§ Text block

===============

[dpdk-dev] [PATCH v4 1/2] net/tap: calculate checksums of multi segs packets

Wiles, Keith keith.wiles at intel.com
Tue Jun 12 19:17:35 CEST 2018


A few formatting problems I have noticed. We can review the code logic in a meeting.

> On Jun 12, 2018, at 11:31 AM, Ophir Munk <ophirmu at mellanox.com> wrote:
> 
> Prior to this commit IP/UDP/TCP checksum offload calculations
> were skipped in case of a multi segments packet.
> This commit enables TAP checksum calculations for multi segments
> packets.
> The only restriction is that the first segment must contain
> headers of layers 3 (IP) and 4 (UDP or TCP)
> 
> Reviewed-by: Raslan Darawsheh <rasland at mellanox.com>
> Signed-off-by: Ophir Munk <ophirmu at mellanox.com>
> ---
> drivers/net/tap/rte_eth_tap.c | 158 +++++++++++++++++++++++++++++-------------
> 1 file changed, 110 insertions(+), 48 deletions(-)
> 
> diff --git a/drivers/net/tap/rte_eth_tap.c b/drivers/net/tap/rte_eth_tap.c
> index df396bf..c19f053 100644
> --- a/drivers/net/tap/rte_eth_tap.c
> +++ b/drivers/net/tap/rte_eth_tap.c
> @@ -415,12 +415,43 @@ tap_tx_offload_get_queue_capa(void)
> 	       DEV_TX_OFFLOAD_TCP_CKSUM;
> }
> 
> +/* Finalize l4 checksum calculation */
> static void
> -tap_tx_offload(char *packet, uint64_t ol_flags, unsigned int l2_len,
> -	       unsigned int l3_len)
> +tap_tx_l4_cksum(uint16_t *l4_cksum, uint16_t l4_phdr_cksum,
> +		uint32_t l4_raw_cksum)
> {
> -	void *l3_hdr = packet + l2_len;
> +	if (l4_cksum) {
> +		uint32_t cksum;
> +
> +		cksum = __rte_raw_cksum_reduce(l4_raw_cksum);
> +		cksum += l4_phdr_cksum;
> +
> +		cksum = ((cksum & 0xffff0000) >> 16) + (cksum & 0xffff);
> +		cksum = (~cksum) & 0xffff;
> +		if (cksum == 0)

===============

§ Entries shown
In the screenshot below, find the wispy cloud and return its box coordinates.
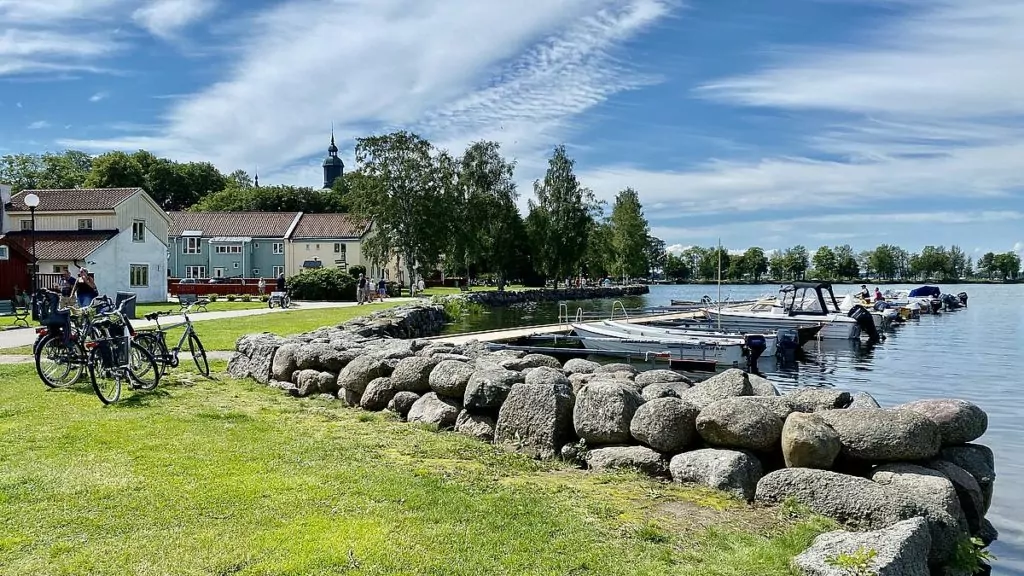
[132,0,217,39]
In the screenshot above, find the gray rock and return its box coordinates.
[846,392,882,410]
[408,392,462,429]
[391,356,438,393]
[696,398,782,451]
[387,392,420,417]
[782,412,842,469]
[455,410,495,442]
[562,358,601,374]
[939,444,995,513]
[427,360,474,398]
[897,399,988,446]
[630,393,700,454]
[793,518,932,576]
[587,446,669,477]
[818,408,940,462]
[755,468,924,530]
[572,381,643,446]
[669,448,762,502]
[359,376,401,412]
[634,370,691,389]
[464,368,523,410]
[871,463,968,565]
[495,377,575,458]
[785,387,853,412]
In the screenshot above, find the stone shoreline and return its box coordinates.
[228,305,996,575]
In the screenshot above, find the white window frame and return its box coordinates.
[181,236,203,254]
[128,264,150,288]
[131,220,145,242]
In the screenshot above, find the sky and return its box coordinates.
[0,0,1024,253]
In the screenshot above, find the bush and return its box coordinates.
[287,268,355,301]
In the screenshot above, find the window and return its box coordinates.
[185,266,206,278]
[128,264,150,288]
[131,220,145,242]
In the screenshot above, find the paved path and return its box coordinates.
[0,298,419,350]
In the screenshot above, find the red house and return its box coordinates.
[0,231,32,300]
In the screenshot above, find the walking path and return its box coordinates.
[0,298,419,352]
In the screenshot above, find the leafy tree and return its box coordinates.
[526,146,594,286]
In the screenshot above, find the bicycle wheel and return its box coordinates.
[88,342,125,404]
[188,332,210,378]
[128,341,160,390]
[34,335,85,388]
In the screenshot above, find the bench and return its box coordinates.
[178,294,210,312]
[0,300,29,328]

===============

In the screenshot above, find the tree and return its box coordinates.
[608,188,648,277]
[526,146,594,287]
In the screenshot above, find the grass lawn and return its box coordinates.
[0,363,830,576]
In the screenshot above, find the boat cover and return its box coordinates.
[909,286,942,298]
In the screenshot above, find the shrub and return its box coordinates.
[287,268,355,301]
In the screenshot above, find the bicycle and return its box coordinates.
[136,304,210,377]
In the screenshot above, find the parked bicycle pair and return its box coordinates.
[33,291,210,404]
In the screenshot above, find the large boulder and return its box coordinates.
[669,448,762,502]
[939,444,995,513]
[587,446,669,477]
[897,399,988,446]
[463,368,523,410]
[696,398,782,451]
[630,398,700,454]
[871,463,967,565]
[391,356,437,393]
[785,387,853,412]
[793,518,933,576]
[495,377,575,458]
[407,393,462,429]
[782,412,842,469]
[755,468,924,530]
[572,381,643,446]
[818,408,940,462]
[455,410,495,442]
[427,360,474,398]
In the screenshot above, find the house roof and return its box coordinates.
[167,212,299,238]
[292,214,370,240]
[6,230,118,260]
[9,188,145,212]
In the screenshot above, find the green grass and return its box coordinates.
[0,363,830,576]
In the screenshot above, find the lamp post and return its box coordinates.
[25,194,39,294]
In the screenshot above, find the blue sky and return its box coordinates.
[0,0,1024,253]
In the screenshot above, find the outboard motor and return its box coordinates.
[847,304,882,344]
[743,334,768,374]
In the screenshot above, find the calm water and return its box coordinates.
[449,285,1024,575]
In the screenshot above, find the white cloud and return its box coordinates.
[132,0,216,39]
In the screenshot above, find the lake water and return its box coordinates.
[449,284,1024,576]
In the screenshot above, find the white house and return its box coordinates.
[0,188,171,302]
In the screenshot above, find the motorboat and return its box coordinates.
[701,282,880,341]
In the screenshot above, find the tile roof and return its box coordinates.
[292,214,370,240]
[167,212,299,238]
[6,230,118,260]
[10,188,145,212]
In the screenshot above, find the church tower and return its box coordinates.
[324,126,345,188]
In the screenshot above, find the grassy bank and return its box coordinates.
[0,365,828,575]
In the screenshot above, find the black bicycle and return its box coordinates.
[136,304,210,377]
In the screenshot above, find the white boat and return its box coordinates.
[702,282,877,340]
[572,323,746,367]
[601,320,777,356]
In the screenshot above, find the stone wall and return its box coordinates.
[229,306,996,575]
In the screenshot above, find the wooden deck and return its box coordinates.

===============

§ Requests
• A. Print the section of the checksum patch message above the items that opens with the words containing "[dpdk-dev] [PATCH v4" and closes with "multi segments packet.".
• B. Please give what follows the last line of the checksum patch message, which appears before the items.

§ Answers
• A.
[dpdk-dev] [PATCH v4 1/2] net/tap: calculate checksums of multi segs packets

Wiles, Keith keith.wiles at intel.com
Tue Jun 12 19:17:35 CEST 2018


A few formatting problems I have noticed. We can review the code logic in a meeting.

> On Jun 12, 2018, at 11:31 AM, Ophir Munk <ophirmu at mellanox.com> wrote:
> 
> Prior to this commit IP/UDP/TCP checksum offload calculations
> were skipped in case of a multi segments packet.

• B.
> +			cksum = 0xffff;
> +		*l4_cksum = cksum;
> +	}
> +}
> 
> +/* Accumaulate L4 raw checksums */
> +static void
> +tap_tx_l4_add_rcksum(char *l4_data, unsigned int l4_len, uint16_t *l4_cksum,
> +			uint32_t *l4_raw_cksum)
> +{
> +	if (l4_cksum == NULL)
> +		return;
> +
> +	*l4_raw_cksum = __rte_raw_cksum(l4_data, l4_len, *l4_raw_cksum);
> +}
> +
> +/* L3 and L4 pseudo headers checksum offloads */
> +static void
> +tap_tx_l3_cksum(char *packet, uint64_t ol_flags, unsigned int l2_len,
> +		unsigned int l3_len, unsigned int l4_len, uint16_t **l4_cksum,
> +		uint16_t *l4_phdr_cksum, uint32_t *l4_raw_cksum)
> +{
> +	void *l3_hdr = packet + l2_len;

Needs a blank line here.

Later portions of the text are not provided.